- Testo da leggere:
--*--
Emergenza coronavirus. Garantire i salari!

Padova -

A fronte della crescita inesorabile del numero dei contagi da coronavirus, i criteri di prudenza hanno prevalso e il governo con il decreto del 1° marzo ha deciso, per la Lombardia, il Veneto e l'Emilia Romagna altri 8 giorni di chiusura delle scuole e delle università, oltre che di sospensione di ogni tipo di manifestazione.

All'articolo 4 del decreto si affronta la questione dei luoghi di lavoro decidendo che per tutta la durata dello stato di emergenza i datori di lavoro potranno applicare ad ogni rapporto di lavoro la modalità di "lavoro agile" (smart working), che in estrema sintesi consiste nello svolgere il proprio lavoro al di fuori dell'azienda, tramite connessione internet.

La prima considerazione da fare è che in questo modo la modalità di lavoro agile può essere decisa dal datore di lavoro senza trattativa tra la parti, anche se questa modalità significa maggiori costi per il lavoratore (riscaldamento, luce, alimentazione) e risparmi per il datore di lavoro.

La seconda considerazione è che con questo decreto il governo prende atto che nei luoghi di lavoro si verificano quelle situazioni di affollamento che facilitano il contagio, ma propone una soluzione solo per le mansioni che possono essere svolte all'esterno dell'azienda, mentre invece non dice nulla per tutte le altre, che poi sono quelle che riguardano la maggior parte dei lavoratori, esempio: dell'agricoltura, della manifattura, delle costruzioni, della logistica...
--*--
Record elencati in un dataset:
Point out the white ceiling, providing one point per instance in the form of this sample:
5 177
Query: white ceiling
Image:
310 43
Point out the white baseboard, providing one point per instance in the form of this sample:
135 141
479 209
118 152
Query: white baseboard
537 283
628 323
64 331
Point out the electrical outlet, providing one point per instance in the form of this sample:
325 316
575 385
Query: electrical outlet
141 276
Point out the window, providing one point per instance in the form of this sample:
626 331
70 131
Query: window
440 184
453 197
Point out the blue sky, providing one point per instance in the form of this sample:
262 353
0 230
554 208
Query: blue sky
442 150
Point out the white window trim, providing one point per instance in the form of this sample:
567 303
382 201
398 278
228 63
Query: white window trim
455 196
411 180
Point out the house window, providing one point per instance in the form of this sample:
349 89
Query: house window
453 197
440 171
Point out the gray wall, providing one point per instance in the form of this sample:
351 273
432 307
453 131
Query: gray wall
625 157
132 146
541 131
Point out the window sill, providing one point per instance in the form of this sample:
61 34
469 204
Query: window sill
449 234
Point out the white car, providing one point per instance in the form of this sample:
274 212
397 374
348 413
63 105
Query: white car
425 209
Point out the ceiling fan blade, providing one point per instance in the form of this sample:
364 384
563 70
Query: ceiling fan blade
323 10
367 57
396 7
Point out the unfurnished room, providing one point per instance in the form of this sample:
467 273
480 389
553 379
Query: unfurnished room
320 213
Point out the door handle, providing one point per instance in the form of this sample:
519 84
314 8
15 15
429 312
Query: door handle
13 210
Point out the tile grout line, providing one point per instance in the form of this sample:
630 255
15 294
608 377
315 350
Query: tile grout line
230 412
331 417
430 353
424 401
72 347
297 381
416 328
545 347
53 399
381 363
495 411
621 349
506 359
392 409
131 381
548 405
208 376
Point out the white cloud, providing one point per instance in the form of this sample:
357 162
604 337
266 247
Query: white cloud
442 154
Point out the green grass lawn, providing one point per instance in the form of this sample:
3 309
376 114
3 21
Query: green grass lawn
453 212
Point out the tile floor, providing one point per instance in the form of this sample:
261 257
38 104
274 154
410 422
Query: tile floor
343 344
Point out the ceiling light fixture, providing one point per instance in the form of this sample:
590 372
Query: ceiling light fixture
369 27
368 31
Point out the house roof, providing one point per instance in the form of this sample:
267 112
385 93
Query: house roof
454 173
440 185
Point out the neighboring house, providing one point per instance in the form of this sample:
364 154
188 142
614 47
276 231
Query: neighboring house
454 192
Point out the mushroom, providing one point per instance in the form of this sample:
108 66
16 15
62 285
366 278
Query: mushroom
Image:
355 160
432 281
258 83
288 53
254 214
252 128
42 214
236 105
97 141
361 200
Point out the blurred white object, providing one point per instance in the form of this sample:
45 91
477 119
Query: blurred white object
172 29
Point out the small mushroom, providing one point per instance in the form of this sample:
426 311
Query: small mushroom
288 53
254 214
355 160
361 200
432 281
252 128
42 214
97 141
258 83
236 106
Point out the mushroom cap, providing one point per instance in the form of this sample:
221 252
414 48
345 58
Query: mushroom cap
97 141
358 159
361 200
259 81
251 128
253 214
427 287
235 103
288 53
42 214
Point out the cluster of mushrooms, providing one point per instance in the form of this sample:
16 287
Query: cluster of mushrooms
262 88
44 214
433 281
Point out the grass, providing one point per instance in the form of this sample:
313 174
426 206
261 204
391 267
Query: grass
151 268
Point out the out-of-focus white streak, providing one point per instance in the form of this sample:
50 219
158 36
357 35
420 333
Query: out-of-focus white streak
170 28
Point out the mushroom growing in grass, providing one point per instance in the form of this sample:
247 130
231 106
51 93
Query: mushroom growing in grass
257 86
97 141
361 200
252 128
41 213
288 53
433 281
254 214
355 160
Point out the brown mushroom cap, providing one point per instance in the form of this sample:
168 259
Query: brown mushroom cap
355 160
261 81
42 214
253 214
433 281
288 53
--*--
- Esercizi proposti:
**A)** Ricopi il passo del testo sull'emergenza coronavirus compreso tra "Emergenza coronavirus. Garantire" e "tipo di manifestazione.", estremi inclusi.
**B)** Scriva il seguito del testo sull'emergenza coronavirus e la tutela dei salari, riprendendo dopo l'ultima frase riportata.
I record non hanno alcuna funzione in questo lavoro.

- Risultati attesi:
**A)**
Emergenza coronavirus. Garantire i salari!

Padova -

A fronte della crescita inesorabile del numero dei contagi da coronavirus, i criteri di prudenza hanno prevalso e il governo con il decreto del 1° marzo ha deciso, per la Lombardia, il Veneto e l'Emilia Romagna altri 8 giorni di chiusura delle scuole e delle università, oltre che di sospensione di ogni tipo di manifestazione.

**B)**
Tutti questi lavoratori vedono leso il proprio diritto alla salute e sono in balia delle decisioni prese dai diversi datori di lavoro.

In molti casi questo significa che si fa finta che il rischio contagio non esista, in altri casi vengono dati permessi non retribuiti, oppure ferie obbligatorie o ancora si invitano i lavoratori a chiedere un certificato di malattia. Questa modalità dei datori di lavoro deve essere respinta e contrastata. Sollecitiamo tutti i rappresentanti sindacali USB a fissare incontri con le rispettive aziende affinché non vengano sottratti giorni di ferie e malattia obbligati.

Ancora peggio è la situazione dei circa 27mila lavoratori/lavoratrici a chiamata presenti in Veneto. Con l'epidemia in corso non vengono chiamati e non vengono pagati. Anche per questi lavoratori/lavoratrici chiediamo ai delegati USB di sostenerli e affrontare il tema per la garanzia di un reddito in sede di confronto aziendale.

Il governo Conte parla di misure a sostegno dell'economia, ma non parla di difesa della salute dei lavoratori.

Devono essere prese tutte le misure necessarie perché i luoghi di lavoro non diventino luoghi di contagio e per garantire a tutti il diritto a lavorare senza rischi per la propria salute.

Nel frattempo devono essere garantiti salari e stipendi di tutti i lavoratori/lavoratrici. Anche quelli che a causa epidemia non possono lavorare.

L'economia da sostenere è quella della maggioranza della popolazione veneta che vive solo del proprio lavoro e che in questa situazione di emergenza sanitaria corre il rischio di essere ulteriormente impoverita.

Un ultima considerazione riguarda le modalità di reperimento dei fondi necessari.

Deve essere chiaro che questi fondi non possono essere rapinati ancora una volta dalle casse della previdenza sociale o attraverso il taglio dei servizi sociali.

I soldi devo essere presi da una parte dai profitti, dai grandi patrimoni, dal taglio delle spese militari, e dall'altra attraverso una rinegoziazione del fiscal compact con l'Unione Europea.